===== SUPPLIED DATA

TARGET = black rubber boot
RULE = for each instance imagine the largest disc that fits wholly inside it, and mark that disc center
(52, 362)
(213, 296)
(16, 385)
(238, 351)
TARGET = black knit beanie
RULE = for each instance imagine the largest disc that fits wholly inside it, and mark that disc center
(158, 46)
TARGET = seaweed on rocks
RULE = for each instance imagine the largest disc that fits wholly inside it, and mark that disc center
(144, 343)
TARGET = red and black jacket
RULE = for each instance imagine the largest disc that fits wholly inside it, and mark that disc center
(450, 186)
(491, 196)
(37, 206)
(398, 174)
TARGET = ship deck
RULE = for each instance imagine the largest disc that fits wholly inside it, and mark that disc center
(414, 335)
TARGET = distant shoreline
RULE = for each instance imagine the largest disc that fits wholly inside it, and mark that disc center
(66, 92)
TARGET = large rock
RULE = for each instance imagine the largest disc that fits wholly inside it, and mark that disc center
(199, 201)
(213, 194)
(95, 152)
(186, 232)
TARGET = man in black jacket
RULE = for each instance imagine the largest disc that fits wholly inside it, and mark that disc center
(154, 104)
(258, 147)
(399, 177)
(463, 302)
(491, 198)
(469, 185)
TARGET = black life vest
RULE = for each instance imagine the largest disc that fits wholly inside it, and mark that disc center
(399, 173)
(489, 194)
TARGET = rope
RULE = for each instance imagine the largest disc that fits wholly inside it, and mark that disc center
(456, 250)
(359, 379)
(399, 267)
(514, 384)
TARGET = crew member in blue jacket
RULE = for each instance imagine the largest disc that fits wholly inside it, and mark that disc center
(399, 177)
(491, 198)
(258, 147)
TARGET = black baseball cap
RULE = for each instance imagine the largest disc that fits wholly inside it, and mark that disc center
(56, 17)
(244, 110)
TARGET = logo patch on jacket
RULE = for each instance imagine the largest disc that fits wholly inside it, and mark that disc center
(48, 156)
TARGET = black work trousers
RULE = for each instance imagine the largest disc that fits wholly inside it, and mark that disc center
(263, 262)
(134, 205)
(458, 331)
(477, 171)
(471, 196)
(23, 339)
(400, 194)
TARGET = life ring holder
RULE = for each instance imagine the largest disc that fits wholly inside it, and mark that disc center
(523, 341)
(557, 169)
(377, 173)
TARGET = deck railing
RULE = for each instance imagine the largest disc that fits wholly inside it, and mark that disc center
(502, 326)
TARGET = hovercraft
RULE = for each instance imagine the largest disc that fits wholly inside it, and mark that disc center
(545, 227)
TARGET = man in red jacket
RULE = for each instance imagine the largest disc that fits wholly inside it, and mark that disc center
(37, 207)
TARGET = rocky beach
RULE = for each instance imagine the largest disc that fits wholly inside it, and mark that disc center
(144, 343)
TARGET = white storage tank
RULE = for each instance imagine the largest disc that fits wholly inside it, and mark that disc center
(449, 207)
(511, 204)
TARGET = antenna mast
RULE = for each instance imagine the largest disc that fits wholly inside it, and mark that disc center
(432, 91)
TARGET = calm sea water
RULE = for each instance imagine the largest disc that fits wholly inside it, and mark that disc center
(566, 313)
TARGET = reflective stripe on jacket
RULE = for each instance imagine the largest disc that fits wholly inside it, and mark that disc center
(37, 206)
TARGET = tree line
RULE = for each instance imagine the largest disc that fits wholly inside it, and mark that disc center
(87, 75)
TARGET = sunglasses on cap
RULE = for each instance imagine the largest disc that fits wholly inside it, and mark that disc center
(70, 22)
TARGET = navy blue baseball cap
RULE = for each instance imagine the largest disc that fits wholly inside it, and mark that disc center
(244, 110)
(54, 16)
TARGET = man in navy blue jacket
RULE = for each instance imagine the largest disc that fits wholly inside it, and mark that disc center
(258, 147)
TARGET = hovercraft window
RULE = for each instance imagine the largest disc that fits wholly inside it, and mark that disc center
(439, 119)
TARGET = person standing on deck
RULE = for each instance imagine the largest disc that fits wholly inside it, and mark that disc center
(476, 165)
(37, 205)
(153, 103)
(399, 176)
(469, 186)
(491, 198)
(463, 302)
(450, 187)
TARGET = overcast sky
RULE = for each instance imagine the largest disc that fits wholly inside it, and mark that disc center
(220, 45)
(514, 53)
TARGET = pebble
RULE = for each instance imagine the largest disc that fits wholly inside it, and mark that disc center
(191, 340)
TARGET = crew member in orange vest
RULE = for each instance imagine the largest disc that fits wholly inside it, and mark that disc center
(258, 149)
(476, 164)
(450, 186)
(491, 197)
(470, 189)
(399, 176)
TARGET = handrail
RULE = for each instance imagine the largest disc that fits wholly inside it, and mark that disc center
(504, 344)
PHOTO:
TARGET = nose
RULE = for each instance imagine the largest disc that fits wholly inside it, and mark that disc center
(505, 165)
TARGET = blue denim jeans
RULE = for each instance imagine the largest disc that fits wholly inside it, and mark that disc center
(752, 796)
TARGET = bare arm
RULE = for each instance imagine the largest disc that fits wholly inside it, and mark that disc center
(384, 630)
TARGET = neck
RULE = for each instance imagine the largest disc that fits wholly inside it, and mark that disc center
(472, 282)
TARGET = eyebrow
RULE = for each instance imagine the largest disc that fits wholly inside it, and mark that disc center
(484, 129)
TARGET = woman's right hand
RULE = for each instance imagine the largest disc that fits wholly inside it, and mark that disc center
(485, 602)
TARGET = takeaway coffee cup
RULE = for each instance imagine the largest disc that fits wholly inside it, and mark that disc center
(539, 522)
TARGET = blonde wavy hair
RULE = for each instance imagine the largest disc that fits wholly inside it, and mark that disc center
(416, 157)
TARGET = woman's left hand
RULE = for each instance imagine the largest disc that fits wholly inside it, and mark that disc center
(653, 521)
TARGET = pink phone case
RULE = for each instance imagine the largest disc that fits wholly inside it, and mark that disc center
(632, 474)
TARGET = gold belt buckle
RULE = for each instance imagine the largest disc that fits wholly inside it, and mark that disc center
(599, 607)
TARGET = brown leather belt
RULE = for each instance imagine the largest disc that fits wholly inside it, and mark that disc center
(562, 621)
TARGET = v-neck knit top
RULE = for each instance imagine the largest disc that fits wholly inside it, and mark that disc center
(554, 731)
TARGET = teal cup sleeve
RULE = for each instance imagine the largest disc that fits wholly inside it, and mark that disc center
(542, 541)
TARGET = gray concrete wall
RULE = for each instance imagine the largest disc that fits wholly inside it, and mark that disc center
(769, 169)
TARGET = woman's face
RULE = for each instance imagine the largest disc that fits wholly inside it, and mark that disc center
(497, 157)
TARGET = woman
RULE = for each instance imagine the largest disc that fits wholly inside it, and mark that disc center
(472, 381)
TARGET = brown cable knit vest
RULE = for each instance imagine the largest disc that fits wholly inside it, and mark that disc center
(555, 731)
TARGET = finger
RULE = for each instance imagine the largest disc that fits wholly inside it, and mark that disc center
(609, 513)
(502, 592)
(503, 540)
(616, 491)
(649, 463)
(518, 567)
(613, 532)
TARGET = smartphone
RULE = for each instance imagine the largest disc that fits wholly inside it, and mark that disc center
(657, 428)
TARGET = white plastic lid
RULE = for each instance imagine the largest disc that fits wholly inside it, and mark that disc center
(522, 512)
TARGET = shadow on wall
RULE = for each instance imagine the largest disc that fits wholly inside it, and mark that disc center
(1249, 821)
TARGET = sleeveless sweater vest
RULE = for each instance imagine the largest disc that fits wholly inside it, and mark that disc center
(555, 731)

==========
===== SUPPLIED DATA

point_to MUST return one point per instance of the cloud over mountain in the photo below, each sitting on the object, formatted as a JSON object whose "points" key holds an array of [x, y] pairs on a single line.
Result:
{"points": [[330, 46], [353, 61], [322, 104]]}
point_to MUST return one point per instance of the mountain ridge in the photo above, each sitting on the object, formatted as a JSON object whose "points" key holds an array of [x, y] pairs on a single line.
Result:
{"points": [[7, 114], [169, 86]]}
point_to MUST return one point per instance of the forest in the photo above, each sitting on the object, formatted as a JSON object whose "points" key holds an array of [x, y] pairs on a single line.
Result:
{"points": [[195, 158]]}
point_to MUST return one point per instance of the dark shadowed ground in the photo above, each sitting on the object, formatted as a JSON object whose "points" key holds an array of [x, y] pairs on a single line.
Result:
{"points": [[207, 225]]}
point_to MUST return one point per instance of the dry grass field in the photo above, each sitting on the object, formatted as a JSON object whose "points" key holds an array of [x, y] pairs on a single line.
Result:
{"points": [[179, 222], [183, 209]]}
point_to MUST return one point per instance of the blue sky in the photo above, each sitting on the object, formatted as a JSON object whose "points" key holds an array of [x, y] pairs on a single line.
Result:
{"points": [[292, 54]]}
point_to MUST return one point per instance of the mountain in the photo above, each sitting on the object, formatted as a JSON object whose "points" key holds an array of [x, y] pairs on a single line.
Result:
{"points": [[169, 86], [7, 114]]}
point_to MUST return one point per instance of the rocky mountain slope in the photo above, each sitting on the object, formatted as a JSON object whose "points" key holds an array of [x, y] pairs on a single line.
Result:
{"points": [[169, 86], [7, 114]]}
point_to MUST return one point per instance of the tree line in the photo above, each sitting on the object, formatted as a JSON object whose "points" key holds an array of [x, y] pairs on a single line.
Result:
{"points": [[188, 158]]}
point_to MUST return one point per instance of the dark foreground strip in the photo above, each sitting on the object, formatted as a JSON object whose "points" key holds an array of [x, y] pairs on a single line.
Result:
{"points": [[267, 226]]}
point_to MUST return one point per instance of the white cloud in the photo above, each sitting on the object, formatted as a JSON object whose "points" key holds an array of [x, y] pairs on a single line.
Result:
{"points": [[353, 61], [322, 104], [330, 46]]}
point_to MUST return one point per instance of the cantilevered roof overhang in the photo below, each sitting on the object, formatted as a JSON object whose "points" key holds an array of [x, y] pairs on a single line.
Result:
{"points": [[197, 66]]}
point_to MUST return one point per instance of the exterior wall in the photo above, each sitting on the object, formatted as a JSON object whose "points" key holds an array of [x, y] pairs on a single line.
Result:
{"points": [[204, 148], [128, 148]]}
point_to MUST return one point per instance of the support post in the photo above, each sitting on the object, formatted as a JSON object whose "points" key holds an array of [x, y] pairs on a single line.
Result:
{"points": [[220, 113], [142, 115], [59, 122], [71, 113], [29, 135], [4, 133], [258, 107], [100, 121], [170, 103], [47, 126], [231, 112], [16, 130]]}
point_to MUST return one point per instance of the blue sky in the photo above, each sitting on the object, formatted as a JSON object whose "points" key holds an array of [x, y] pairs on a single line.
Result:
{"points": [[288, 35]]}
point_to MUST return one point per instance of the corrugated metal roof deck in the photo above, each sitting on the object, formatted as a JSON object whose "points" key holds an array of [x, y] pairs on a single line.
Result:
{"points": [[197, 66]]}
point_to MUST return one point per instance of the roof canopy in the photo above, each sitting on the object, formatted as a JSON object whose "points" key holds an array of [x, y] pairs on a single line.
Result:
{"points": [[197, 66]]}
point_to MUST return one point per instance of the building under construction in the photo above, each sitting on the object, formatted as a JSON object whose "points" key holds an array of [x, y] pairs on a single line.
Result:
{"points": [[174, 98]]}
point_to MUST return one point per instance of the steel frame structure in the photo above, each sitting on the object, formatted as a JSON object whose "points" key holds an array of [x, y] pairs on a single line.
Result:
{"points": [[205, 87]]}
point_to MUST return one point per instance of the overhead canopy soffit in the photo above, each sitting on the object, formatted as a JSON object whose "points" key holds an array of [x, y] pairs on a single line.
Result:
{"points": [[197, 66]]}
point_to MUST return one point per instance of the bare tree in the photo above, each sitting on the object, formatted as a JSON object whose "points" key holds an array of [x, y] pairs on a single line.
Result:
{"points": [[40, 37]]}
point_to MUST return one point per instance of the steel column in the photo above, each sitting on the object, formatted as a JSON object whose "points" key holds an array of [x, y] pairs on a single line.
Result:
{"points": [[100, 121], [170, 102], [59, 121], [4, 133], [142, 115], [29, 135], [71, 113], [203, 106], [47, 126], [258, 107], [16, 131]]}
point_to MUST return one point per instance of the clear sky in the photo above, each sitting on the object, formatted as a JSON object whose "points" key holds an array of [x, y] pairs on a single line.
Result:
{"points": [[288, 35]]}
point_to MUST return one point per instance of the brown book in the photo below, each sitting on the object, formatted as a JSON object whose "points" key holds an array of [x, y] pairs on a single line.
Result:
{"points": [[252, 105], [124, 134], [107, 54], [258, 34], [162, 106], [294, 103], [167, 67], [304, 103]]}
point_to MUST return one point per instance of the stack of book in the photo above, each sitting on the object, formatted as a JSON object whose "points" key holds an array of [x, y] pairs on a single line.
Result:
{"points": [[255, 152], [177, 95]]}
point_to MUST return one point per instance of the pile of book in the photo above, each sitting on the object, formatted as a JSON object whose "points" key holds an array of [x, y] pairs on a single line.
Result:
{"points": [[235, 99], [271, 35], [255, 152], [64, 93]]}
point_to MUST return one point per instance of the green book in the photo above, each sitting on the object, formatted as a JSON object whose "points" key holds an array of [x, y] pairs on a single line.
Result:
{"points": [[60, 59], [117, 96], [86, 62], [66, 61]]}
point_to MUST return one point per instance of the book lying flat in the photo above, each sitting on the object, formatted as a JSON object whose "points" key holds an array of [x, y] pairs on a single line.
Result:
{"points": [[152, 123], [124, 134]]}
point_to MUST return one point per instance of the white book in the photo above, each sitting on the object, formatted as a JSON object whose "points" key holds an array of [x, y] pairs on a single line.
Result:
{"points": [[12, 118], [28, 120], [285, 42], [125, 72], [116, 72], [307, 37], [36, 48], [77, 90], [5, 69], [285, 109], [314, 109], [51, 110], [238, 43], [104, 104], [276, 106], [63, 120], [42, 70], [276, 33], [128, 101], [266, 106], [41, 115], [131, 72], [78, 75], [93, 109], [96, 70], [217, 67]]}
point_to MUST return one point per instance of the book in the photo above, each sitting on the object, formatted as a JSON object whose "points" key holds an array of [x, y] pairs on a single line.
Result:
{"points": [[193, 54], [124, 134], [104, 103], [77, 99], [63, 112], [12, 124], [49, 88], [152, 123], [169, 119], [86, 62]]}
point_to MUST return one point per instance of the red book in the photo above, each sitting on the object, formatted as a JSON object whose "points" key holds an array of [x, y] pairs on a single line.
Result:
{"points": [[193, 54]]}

==========

▶ _WHAT NEEDS TO BE DONE_
Collect each line of the entries that has the word "knit", copying it in full.

▶ _SOLUTION_
TARGET = black knit beanie
TARGET = v-neck knit top
TARGET = brown cable knit vest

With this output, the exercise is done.